◆ Work instruction:
A faithful copy of the data, pictures omitted, is the required answer.

◆ Data extracts:

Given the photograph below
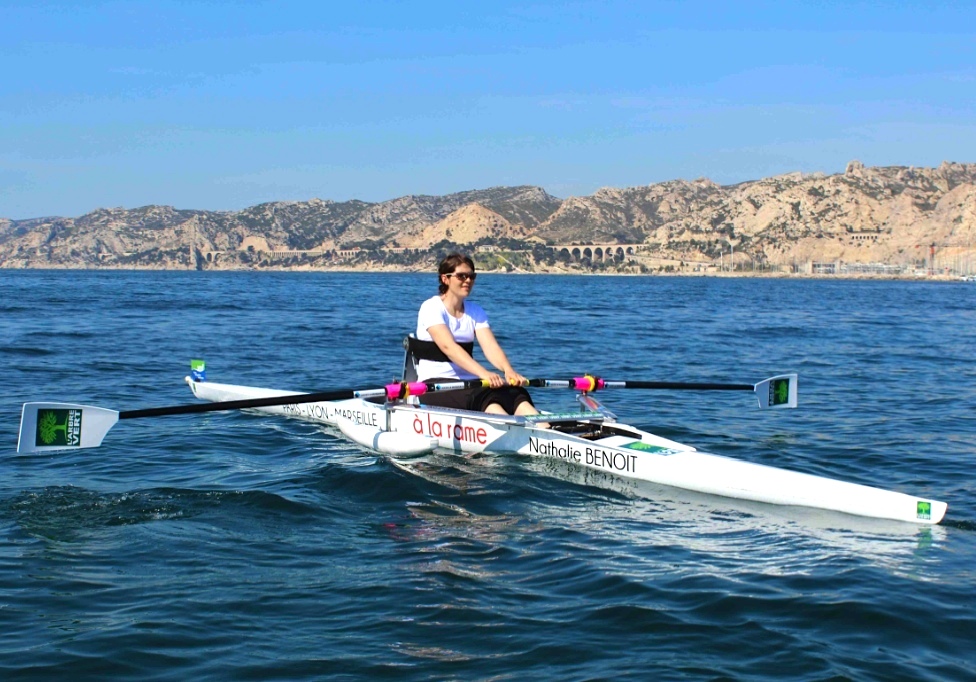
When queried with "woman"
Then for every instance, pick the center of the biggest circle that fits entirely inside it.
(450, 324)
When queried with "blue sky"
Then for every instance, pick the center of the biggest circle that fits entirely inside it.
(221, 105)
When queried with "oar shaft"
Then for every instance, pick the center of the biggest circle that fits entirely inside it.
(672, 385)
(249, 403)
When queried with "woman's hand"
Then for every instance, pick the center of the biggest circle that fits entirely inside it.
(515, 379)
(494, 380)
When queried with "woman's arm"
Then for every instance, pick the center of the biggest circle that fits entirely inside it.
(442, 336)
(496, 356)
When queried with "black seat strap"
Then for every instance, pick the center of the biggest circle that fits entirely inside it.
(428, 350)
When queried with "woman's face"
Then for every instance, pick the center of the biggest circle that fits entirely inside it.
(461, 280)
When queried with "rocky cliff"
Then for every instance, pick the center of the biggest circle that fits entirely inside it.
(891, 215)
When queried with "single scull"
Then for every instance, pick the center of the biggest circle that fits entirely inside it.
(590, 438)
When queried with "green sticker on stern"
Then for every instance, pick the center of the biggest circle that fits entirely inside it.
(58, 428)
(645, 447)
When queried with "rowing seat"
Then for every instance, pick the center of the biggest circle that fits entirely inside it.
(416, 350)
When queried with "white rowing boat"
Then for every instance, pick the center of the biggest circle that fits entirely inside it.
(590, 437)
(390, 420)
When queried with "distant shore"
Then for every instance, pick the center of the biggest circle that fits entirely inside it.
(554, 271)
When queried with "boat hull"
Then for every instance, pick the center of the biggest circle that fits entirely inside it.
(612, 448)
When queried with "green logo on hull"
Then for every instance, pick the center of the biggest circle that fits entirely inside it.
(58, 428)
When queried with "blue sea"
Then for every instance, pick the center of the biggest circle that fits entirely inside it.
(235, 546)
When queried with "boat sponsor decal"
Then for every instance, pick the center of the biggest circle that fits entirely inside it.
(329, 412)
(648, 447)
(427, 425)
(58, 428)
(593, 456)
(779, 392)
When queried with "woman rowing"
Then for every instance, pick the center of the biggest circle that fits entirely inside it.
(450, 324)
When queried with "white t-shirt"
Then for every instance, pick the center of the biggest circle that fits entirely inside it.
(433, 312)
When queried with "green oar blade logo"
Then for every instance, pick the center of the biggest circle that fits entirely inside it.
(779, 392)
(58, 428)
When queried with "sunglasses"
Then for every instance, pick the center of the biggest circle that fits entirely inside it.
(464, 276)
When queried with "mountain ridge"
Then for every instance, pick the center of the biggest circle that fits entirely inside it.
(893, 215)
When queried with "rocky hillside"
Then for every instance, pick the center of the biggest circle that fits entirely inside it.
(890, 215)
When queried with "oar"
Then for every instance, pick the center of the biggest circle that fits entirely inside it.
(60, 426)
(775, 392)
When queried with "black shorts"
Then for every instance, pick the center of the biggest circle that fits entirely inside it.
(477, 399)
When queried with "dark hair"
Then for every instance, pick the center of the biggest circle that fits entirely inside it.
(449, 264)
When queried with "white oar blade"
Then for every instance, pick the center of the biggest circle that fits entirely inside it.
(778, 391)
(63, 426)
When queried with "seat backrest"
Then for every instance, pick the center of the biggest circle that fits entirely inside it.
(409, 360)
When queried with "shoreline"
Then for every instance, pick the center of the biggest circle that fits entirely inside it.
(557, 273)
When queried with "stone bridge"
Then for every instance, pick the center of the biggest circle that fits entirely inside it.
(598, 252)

◆ Exercise response:
Given the photograph below
When queried with "woman"
Then for every instance, pick the center of the biggest circle that fits entirely inside it.
(450, 324)
When queried with "blue sky"
Then for every instance, pick the center of the biggest circle that fits entirely inside it.
(221, 105)
When queried with "oar shaft"
Then for every instance, pick the center of the biggest circle that fits entirely inside it.
(672, 385)
(249, 403)
When queried with "woman's hand"
Then for every instance, pick the center of the biggest circle that fits entirely inside it.
(515, 379)
(494, 380)
When queried with "woman's arm"
Then for every instance, pick the center of the biggest circle that fits entirely inside it.
(442, 336)
(496, 356)
When queried with "black seat strap"
Then for every instance, pick the center of the biggest circle that fits entirely inside it.
(428, 350)
When queried with "woman's face"
Then for every instance, pick the center of the biggest circle that fits entirely inside it.
(461, 280)
When queried with "rocky cliff"
Then for every instance, pick the center of the biggest circle that fits entirely inside it.
(891, 215)
When queried with "single scull"
Then for every instance, pick the center of the biggest circle that fits entirely inside it.
(590, 438)
When queried with "green sticker on stern"
Then for every instance, pick the center of the biggest circle that fits entirely inside it.
(58, 428)
(645, 447)
When queried with "rowing seat"
Then for every instance, pick the center of the biggest circle that fits entirely inside it.
(416, 350)
When queried with "white rowing boat"
Then for every instance, pick the center of the biggest circle that fits entirely inside it.
(590, 437)
(390, 420)
When queried with "distant shore"
Then for every instance, pick the center of the biggest circle that fits entirely inside it.
(554, 271)
When queried with "boat hull"
Then for every instance, pick the center of the biggest circle that fits entirely inside it.
(612, 448)
When queried with "green logo on hull"
Then for every instance, pick the center of the biggest circle that fits entirely inside it.
(58, 428)
When queried with "blue sea"
Then for every instance, pick the center of the biggest circle that fits entirely inside it.
(235, 546)
When queried with "boat sponsor decal"
Then for every instance, pick the center of the biggest circle that fits entirely inside it.
(329, 412)
(648, 447)
(427, 425)
(58, 428)
(593, 456)
(779, 392)
When queried with "woman rowing"
Then for every instance, pick the center of the biggest circle that fits entirely inside it.
(450, 324)
When queried with "white t-shirt"
Then for every instance, pick the center of the biggest circle that fits entirely inside it.
(433, 312)
When queried with "green oar blade logo"
Then for every instance, pick the center of the biggest circle that fits entirely inside it.
(779, 392)
(58, 428)
When queried with "sunglasses"
Then for every instance, pick the center of the biggest circle that fits entirely inside it.
(464, 276)
When queried with "mountain ridge"
Then for every instance, pick the center of the biggest circle that fits entirely inside it.
(893, 215)
When queried with "rocky hillside"
Then for every instance, pick the center of the biggest circle that fits entirely inside it.
(890, 215)
When queried with "oar"
Then for every instance, pick the center of the biggest circle that fits entirely inside it.
(60, 426)
(775, 392)
When queried with "black shorts"
Then for every instance, pick the center of the biggest circle that fits entirely inside it.
(477, 399)
When queried with "dark hair"
Then for every instance, pick the center of the biggest circle that fits entirely inside it.
(449, 264)
When queried with "white oar blade"
Then for every instance, pick the center of the biggest circle that fits entirely inside it.
(778, 391)
(63, 426)
When queried with "seat backrest"
Then for every instance, pick the center of the biggest circle that fits entirely inside it.
(409, 360)
When queried with "shoreline"
Then for every instance, pick the center of the biggest circle that fits entirely inside it.
(557, 273)
When queried with "stone bridge"
Then for every instance, pick the center of the biggest circle that fits entirely inside it.
(598, 252)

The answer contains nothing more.